WHAT YOU HAVE TO DO:
Collect every line of the records below that contains the word "runner", copying each one in full and unchanged.

SUPPLIED DATA:
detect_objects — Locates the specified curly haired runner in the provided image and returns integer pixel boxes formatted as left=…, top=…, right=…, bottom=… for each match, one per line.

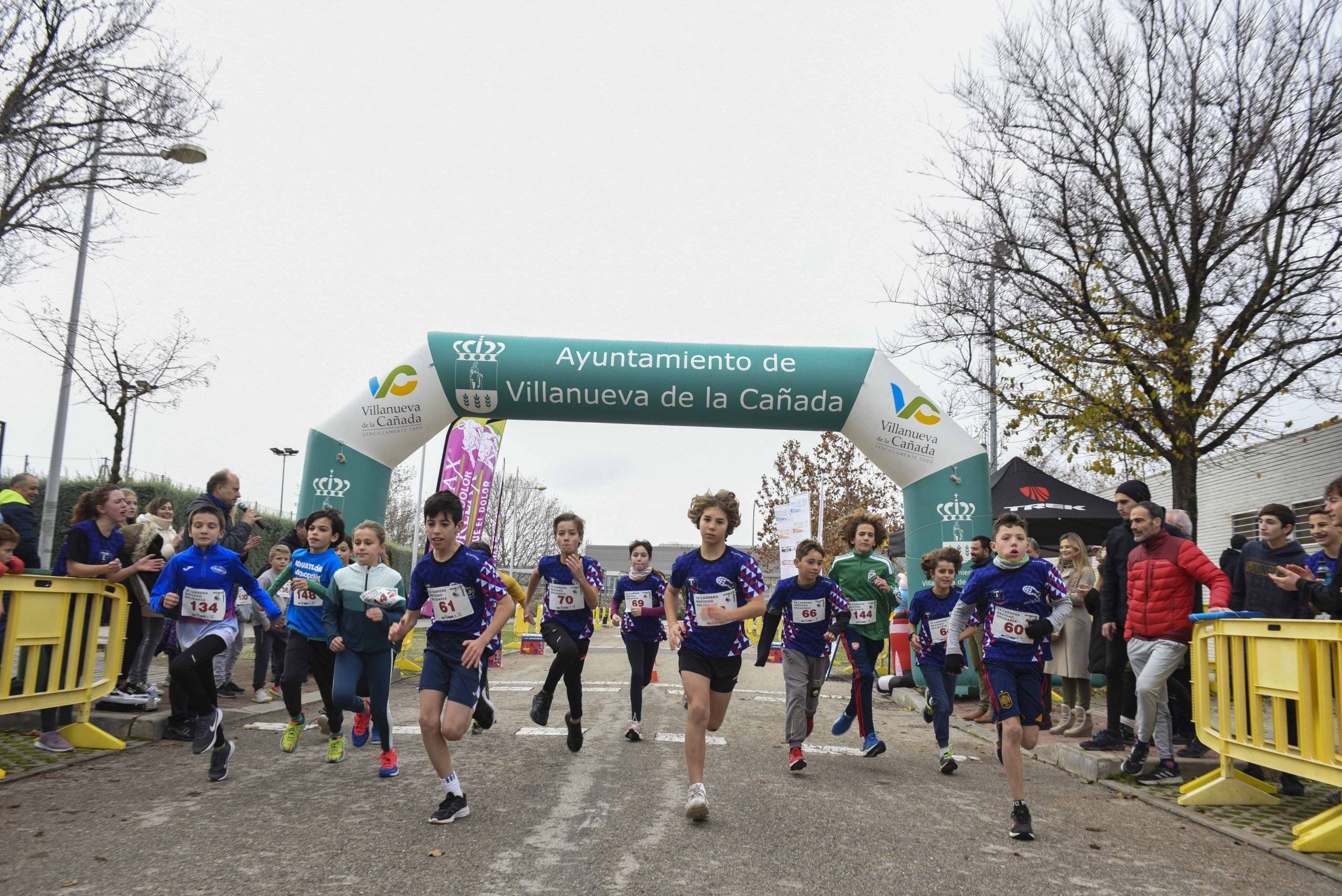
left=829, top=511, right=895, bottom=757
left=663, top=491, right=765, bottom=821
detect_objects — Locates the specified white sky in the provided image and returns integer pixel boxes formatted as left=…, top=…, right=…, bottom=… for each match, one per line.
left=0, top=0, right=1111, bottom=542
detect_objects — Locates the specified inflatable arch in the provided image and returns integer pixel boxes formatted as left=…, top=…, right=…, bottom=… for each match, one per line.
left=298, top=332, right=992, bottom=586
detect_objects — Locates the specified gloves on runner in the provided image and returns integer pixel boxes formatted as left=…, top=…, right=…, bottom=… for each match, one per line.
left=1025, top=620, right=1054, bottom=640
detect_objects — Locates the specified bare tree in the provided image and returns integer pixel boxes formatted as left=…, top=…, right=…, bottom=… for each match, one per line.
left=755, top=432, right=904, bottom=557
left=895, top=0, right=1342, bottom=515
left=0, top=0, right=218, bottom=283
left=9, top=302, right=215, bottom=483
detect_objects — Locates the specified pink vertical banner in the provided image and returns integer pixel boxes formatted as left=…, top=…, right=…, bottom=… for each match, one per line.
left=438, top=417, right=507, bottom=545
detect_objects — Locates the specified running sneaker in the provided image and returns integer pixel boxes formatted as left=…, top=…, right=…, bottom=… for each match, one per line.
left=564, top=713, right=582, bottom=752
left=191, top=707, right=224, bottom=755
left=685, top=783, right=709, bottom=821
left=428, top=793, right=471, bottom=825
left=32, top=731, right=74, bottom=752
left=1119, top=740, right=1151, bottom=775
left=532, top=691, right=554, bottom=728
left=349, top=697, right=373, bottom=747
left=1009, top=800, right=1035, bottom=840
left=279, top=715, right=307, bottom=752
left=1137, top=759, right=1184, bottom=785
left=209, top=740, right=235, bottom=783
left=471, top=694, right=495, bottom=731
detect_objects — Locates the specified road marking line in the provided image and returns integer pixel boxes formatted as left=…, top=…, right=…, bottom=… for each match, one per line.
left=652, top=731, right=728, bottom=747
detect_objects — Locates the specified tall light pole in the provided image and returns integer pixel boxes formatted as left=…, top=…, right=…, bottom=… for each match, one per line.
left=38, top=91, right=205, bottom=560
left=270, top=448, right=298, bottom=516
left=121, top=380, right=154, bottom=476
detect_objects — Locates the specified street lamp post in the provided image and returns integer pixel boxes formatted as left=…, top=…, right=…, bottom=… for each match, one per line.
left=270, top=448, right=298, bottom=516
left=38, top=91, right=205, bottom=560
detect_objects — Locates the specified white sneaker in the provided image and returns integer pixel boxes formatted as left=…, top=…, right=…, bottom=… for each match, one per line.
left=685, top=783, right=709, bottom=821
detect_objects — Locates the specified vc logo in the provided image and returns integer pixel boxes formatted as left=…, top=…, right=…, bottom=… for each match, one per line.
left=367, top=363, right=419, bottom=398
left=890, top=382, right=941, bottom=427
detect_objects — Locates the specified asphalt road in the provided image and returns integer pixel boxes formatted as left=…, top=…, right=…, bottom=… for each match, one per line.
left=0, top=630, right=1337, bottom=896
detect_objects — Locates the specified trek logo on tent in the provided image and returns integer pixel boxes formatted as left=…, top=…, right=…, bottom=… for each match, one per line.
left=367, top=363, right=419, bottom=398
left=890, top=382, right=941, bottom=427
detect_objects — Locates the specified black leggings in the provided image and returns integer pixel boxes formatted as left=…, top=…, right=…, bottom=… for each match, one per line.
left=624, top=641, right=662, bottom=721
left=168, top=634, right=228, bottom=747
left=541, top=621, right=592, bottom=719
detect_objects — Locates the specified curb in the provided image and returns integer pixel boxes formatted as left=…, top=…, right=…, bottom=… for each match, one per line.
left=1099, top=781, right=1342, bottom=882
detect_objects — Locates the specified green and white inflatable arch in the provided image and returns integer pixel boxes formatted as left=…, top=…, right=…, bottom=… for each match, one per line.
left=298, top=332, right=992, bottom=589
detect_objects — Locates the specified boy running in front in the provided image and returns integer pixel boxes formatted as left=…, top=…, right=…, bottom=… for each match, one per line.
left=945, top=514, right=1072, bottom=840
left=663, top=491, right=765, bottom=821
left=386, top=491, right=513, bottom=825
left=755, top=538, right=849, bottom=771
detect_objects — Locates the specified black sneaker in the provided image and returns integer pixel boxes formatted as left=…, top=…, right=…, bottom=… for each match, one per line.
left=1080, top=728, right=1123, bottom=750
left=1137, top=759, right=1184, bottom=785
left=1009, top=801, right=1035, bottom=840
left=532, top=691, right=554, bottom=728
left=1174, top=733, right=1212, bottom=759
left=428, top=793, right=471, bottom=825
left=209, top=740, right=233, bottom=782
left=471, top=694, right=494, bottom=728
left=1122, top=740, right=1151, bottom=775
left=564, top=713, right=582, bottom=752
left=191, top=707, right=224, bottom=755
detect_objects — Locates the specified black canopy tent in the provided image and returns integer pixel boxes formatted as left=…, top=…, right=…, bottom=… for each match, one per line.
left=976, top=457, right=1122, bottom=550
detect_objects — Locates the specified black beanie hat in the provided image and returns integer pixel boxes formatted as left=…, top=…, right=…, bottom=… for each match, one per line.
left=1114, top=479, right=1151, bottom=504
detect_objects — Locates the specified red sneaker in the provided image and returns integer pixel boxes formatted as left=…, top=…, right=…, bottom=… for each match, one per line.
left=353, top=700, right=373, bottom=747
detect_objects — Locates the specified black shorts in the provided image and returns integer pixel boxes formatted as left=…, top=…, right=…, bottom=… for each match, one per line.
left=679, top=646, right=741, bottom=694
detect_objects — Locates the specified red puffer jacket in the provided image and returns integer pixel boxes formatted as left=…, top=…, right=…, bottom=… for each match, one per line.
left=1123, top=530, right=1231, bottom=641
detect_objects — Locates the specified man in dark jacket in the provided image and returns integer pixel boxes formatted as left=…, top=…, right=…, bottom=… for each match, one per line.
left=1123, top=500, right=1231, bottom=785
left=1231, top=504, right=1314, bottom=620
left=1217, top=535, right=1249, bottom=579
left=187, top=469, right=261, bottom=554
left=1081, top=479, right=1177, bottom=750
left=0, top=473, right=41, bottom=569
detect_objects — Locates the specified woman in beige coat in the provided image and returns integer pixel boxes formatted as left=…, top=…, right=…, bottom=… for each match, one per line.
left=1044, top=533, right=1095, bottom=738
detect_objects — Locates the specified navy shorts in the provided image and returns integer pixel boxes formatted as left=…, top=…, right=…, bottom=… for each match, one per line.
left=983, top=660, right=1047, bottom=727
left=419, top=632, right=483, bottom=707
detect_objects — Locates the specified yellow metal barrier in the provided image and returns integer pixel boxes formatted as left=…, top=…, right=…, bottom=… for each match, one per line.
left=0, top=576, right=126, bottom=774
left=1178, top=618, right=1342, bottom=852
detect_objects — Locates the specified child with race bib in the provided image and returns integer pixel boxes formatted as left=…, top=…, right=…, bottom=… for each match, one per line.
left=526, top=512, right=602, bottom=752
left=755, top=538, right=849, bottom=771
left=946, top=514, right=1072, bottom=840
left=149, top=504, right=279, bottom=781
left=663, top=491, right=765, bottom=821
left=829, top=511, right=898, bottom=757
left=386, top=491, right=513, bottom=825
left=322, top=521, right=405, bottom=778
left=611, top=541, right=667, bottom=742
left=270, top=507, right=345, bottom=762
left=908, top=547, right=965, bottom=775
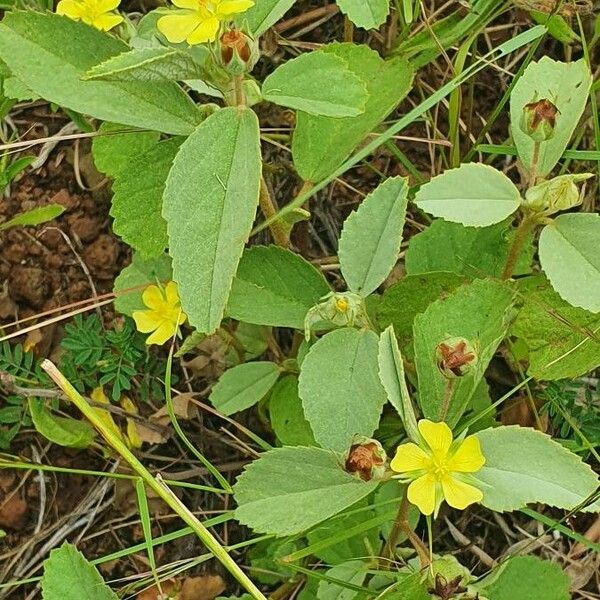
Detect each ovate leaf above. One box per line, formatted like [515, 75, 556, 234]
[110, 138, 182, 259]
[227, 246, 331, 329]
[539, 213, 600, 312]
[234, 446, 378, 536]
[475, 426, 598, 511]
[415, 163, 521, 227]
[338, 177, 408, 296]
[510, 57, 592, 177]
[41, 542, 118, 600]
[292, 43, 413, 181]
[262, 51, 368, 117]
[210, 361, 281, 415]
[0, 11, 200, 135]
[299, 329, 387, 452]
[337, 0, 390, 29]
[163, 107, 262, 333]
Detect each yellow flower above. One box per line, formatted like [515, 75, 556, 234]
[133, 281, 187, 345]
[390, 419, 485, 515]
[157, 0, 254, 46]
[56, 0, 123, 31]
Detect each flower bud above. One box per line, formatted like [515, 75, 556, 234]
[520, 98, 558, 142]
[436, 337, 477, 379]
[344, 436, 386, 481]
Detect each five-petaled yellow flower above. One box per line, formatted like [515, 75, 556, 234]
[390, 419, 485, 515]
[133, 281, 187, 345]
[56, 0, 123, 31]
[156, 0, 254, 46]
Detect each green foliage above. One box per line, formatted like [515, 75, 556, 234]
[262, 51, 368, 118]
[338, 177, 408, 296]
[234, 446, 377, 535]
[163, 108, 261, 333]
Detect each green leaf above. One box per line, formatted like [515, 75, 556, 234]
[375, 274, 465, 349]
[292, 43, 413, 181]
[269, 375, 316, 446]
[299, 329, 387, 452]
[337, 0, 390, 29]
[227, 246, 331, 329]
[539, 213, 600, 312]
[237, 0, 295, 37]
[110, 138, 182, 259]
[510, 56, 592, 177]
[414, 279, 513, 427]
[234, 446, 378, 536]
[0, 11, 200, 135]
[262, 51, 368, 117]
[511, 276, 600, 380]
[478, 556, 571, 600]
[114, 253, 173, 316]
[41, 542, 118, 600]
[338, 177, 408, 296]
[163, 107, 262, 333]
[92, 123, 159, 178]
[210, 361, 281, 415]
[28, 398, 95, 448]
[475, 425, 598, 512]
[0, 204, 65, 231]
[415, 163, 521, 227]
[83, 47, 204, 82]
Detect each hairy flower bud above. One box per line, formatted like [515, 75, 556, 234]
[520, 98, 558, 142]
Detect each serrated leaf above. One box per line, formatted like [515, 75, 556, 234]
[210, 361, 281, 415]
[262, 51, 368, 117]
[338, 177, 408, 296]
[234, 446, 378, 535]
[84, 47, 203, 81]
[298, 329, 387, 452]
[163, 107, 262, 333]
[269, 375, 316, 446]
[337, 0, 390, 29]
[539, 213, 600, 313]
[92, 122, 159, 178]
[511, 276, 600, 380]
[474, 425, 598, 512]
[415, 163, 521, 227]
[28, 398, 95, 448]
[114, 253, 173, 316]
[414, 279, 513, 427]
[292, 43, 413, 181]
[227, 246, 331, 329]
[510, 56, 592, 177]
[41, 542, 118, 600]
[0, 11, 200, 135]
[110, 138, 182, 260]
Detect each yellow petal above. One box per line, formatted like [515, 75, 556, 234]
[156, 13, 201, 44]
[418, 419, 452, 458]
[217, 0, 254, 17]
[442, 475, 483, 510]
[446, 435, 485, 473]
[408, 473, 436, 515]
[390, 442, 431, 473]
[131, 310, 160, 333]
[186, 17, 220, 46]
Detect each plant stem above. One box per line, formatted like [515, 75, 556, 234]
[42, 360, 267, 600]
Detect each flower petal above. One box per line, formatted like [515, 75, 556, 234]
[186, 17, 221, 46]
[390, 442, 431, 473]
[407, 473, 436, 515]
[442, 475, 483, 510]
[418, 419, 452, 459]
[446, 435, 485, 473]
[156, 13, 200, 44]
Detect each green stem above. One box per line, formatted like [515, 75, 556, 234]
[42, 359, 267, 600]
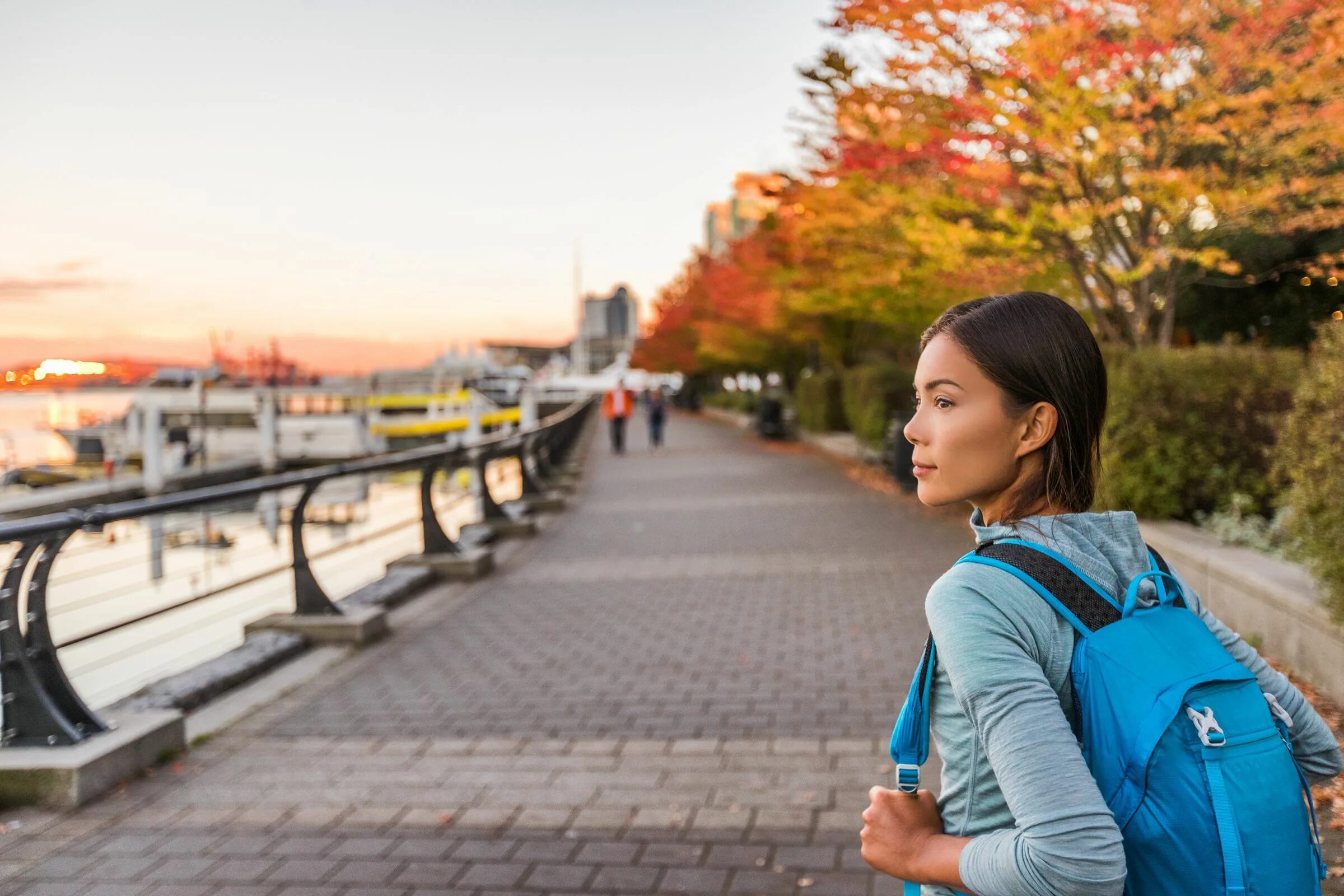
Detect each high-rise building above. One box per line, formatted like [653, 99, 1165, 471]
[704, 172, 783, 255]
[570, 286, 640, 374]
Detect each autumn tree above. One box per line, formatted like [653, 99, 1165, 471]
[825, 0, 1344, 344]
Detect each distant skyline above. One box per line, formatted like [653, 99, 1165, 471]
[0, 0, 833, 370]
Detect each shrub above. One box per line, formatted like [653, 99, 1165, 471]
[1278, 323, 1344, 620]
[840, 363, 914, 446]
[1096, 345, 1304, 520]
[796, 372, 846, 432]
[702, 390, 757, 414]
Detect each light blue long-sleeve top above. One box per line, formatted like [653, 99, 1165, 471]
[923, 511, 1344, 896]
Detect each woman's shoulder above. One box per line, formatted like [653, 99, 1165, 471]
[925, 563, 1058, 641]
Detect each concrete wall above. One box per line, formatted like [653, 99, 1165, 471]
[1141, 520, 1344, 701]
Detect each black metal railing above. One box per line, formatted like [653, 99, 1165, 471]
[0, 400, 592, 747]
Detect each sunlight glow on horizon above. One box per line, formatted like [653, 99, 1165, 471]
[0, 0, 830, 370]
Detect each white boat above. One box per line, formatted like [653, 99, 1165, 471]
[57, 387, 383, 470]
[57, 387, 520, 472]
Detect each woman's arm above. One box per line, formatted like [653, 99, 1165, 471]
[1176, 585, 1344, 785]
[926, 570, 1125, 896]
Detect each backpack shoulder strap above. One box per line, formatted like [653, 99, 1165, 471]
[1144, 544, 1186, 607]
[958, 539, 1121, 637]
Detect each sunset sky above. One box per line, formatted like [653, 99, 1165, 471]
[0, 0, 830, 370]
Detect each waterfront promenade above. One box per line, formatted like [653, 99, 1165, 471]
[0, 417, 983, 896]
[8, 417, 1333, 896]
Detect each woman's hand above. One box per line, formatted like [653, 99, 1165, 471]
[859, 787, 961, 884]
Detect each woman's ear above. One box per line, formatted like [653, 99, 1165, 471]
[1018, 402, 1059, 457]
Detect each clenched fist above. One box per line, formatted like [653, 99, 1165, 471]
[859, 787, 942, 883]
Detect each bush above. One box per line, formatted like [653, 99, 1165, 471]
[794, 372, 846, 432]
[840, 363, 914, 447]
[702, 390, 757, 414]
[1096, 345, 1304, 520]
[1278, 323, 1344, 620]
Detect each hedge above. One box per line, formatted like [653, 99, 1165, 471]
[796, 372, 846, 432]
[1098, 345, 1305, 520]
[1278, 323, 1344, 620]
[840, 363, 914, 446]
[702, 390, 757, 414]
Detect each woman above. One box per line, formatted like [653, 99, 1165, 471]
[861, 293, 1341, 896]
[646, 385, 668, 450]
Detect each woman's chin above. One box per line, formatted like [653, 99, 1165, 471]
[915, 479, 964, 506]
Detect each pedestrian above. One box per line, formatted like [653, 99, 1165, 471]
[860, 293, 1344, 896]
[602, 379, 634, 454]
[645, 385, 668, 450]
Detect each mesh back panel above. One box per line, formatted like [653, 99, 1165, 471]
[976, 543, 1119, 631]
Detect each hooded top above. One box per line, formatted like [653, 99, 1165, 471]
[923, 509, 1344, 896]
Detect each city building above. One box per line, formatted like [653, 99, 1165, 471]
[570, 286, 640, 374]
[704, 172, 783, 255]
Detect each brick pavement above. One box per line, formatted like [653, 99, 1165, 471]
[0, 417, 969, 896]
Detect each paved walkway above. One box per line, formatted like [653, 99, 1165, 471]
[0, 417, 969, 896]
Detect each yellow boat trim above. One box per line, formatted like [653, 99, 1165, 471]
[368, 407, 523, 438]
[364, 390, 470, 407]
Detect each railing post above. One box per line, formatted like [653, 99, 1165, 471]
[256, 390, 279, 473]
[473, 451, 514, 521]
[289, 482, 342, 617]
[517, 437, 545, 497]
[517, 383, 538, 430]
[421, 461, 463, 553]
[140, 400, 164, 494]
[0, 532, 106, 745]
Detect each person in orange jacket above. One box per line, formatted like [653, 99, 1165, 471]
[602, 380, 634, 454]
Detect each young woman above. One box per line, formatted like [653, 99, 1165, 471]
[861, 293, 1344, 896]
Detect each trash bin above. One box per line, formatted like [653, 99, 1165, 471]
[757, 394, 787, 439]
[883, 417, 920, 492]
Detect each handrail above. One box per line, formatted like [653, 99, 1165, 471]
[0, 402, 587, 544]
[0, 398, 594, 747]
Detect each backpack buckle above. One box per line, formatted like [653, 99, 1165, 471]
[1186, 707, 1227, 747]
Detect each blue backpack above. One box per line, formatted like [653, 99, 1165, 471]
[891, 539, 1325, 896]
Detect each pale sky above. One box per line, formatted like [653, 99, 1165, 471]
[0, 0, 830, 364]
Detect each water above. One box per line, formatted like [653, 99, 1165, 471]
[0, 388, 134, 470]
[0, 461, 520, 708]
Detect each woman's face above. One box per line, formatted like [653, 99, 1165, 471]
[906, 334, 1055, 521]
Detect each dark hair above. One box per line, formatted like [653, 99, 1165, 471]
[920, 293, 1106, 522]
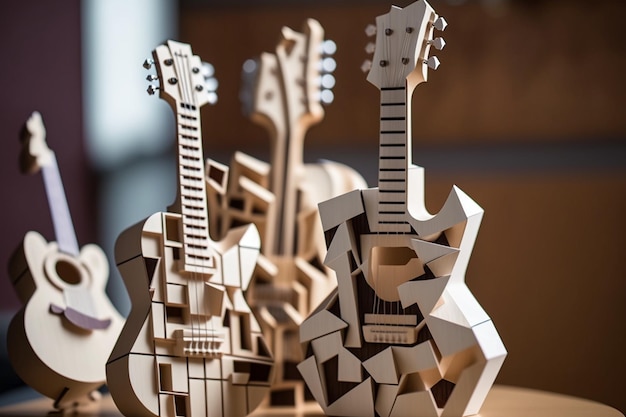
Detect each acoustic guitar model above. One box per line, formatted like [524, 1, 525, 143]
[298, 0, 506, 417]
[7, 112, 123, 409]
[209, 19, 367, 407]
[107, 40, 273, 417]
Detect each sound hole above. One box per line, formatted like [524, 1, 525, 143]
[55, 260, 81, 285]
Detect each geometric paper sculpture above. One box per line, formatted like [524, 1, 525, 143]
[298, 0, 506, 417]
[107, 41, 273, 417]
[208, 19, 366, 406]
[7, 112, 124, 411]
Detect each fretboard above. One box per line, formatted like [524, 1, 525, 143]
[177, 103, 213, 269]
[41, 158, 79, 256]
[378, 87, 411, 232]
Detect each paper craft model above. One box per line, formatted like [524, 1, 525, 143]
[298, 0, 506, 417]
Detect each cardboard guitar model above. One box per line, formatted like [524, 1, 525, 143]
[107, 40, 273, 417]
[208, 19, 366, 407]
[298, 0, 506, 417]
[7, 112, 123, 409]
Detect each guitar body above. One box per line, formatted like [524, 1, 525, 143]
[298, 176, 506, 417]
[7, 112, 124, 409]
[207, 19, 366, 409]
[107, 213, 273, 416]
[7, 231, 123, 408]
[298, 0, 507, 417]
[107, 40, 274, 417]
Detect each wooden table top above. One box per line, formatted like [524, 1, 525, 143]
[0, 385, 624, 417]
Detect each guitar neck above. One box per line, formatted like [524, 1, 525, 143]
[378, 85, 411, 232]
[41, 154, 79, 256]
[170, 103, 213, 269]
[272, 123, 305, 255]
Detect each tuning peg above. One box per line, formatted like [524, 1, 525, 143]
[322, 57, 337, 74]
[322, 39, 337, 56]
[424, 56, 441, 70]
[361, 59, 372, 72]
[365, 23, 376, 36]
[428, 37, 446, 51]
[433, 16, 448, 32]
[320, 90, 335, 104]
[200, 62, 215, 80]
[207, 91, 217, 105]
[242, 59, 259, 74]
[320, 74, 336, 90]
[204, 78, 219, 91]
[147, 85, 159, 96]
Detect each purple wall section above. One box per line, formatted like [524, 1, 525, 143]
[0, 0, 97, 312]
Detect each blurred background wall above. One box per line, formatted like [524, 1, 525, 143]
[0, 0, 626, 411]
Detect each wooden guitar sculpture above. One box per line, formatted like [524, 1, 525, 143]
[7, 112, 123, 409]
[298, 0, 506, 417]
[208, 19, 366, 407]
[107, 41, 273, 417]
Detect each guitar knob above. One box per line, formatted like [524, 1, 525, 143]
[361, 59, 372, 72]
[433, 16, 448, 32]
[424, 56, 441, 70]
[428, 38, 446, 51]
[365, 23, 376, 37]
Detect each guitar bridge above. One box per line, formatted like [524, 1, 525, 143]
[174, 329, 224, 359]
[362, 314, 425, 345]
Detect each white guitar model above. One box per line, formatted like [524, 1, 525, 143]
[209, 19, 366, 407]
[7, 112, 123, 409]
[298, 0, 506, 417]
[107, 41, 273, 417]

FULL OUTPUT:
detect_objects — Locates the specified curly haired runner in the provided image and returns integer pixel boxes formatted as left=…, top=…, right=…, bottom=… for each match, one per line.
detect_objects — Locates the specified gloves on runner in the provided image and returns integer pixel boxes formatted as left=…, top=…, right=…, bottom=… for each match, one per line.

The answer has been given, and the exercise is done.